◆ **Exercise prompt**: When a line below holds the string "locate", show that line.

(Natural-language object grounding data)
********************
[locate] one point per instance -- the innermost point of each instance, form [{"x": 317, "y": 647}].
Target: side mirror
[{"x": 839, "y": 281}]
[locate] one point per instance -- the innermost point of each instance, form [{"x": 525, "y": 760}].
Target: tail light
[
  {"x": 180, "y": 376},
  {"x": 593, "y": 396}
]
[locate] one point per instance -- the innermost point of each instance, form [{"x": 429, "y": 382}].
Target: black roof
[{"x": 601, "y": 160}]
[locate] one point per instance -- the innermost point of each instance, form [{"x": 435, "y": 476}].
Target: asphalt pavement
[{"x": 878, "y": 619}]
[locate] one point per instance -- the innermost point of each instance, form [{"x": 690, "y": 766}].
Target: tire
********************
◆ **Expected output**:
[locate] one point per instance -- the innermost point of each instance, form [{"x": 317, "y": 647}].
[locate] one point per instance -- the innermost point of each instance, form [{"x": 525, "y": 760}].
[locate] one point per instance -- the innermost point of each instance, form [{"x": 429, "y": 382}].
[locate] one point per instance -- the innermost point of each instance, form [{"x": 435, "y": 476}].
[locate] one point per instance -- the innermost point of each instance, form [{"x": 690, "y": 766}].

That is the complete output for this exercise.